— EXERCISE DESCRIPTION —
From the passage below on planning and clowning, quote word for word the stretch that begins with "I confess to" and ends with "rules whenever necessary.".
+++ SOURCE PASSAGE +++
I confess to rarely doing things without a plan and considerable preparation. It is as much a teacher thing as it is an artist thing.  But it is not really a clown thing.  Clown things tend to be spontaneous, unrehearsed, improvised, and free-flowing.

I think, though, that my doodle, though done fast and directly from the idea machine to paper, shows how my constant preparing and work on careful planning leads to certain features of talent and skill showing through.

I believe I have revealed before that as a writer and an artist I am a formalist.  I believe in the rules and proper forms.  I know the proper forms and the rules very well.  And therefore, I feel qualified to break the rules whenever necessary.

And clowns must break the rules.  You have push outside the borders.  You have to twist things at unnatural angles.  You have to turn things upside down.   You have to portray a clown with only the face and hands.

Of course you can see a definite difference in quality between clowns.  The Cheeto-head who runs our country does not exhibit practiced skill when he free-hands it and tweets his comedy on Twitter.  He creates mainly chaos.  Robin Williams, on the other hand, rapid fires incredible lines off the top of his head.  But he can do that because he has practiced brewing gallons of funny foam up in his insane brain and grabbing off the amazing lines that fizz out of his brain and tosses them out to create comedy.
+++ DATASET RECORDS +++
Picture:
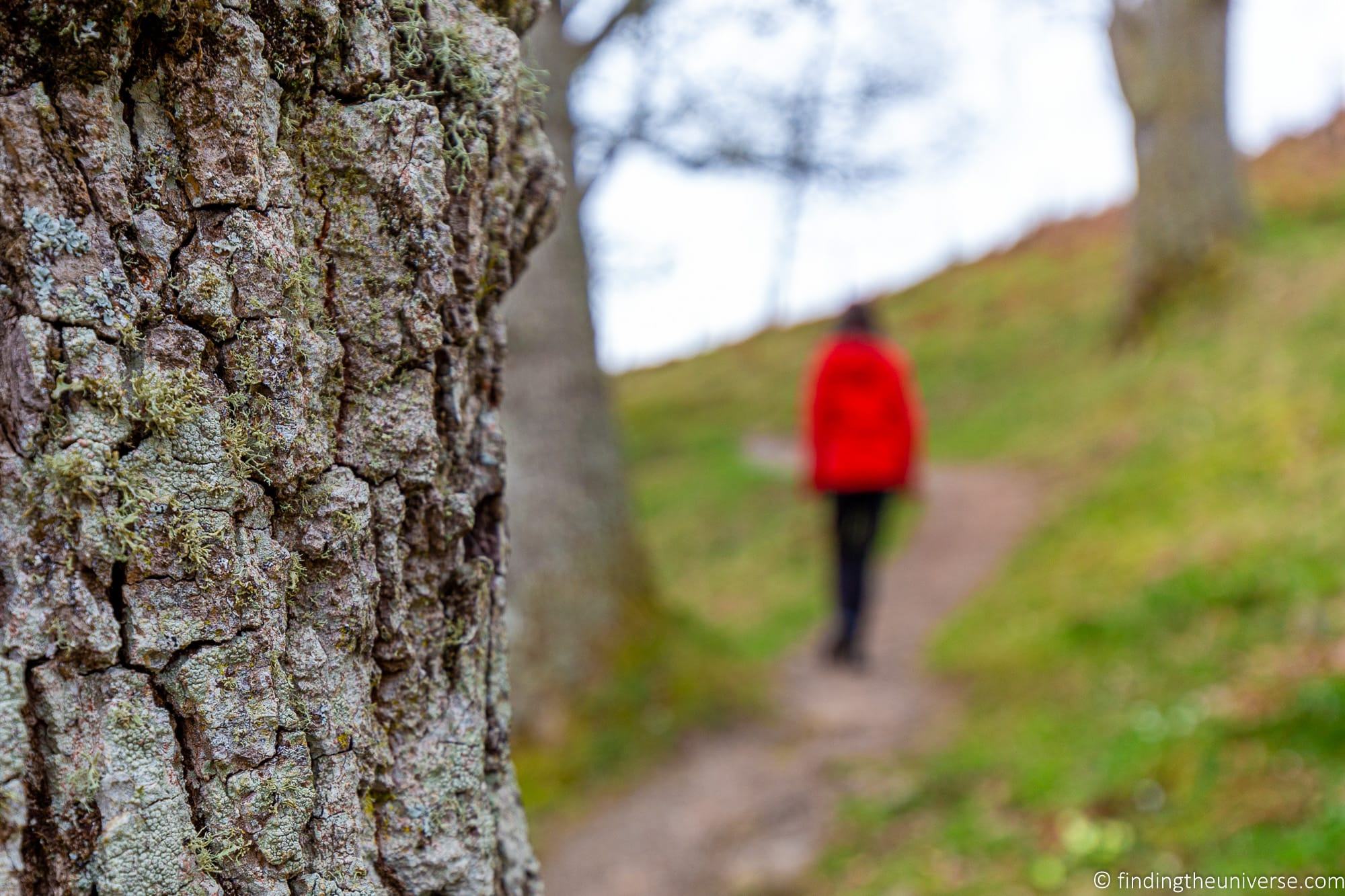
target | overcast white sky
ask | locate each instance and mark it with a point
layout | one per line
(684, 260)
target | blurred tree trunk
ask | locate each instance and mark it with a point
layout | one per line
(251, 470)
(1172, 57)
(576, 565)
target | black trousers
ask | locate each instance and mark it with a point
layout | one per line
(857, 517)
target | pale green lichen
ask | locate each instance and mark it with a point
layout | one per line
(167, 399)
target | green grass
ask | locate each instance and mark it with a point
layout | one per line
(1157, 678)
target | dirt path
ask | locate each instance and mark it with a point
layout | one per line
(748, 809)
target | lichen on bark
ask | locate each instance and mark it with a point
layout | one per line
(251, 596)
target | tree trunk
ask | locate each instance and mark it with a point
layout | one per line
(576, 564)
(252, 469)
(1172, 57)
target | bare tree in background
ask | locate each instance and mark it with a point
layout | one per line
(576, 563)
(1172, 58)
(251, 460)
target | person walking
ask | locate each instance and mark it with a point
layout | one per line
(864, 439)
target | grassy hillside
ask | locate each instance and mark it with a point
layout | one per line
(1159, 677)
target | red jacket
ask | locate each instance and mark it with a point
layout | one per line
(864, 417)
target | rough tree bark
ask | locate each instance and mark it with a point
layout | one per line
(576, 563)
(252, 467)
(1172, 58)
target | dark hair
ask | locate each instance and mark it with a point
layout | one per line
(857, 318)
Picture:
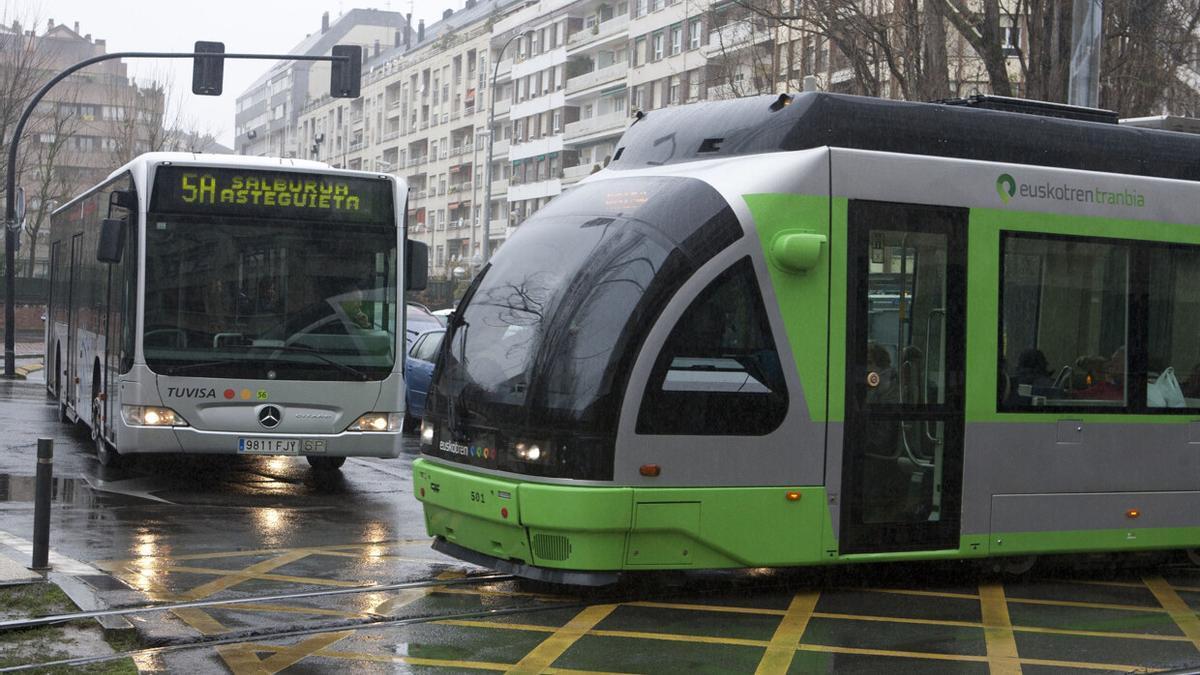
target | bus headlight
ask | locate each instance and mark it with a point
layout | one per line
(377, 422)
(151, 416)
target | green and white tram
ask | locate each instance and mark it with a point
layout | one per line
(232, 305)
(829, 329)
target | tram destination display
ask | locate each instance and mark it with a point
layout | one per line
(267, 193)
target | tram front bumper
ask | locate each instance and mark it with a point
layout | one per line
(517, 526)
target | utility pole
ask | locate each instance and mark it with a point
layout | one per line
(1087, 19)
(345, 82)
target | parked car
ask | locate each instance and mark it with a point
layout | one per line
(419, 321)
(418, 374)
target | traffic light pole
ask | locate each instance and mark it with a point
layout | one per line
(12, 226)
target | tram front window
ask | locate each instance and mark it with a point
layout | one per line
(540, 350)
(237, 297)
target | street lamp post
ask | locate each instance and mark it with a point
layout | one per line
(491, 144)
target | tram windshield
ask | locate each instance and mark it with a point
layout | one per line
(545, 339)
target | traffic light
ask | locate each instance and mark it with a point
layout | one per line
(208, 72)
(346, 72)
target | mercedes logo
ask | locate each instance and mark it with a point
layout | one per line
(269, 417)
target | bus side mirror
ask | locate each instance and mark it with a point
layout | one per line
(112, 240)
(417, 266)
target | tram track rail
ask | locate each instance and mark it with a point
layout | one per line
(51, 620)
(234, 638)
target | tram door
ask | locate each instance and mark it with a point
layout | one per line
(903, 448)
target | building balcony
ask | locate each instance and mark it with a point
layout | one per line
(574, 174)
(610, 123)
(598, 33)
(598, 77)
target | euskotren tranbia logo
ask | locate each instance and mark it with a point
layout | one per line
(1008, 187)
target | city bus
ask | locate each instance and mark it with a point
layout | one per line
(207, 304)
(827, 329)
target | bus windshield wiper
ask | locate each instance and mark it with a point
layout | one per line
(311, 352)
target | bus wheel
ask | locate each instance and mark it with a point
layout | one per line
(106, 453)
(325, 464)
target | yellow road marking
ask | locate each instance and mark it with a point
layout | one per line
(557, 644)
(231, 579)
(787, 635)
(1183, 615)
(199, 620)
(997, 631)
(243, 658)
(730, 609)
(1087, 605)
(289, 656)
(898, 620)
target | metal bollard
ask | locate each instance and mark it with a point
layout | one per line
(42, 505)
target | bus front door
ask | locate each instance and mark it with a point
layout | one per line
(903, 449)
+++
— OUTPUT OF THE EXERCISE —
I confess to rarely doing things without a plan and considerable preparation. It is as much a teacher thing as it is an artist thing.  But it is not really a clown thing.  Clown things tend to be spontaneous, unrehearsed, improvised, and free-flowing.

I think, though, that my doodle, though done fast and directly from the idea machine to paper, shows how my constant preparing and work on careful planning leads to certain features of talent and skill showing through.

I believe I have revealed before that as a writer and an artist I am a formalist.  I believe in the rules and proper forms.  I know the proper forms and the rules very well.  And therefore, I feel qualified to break the rules whenever necessary.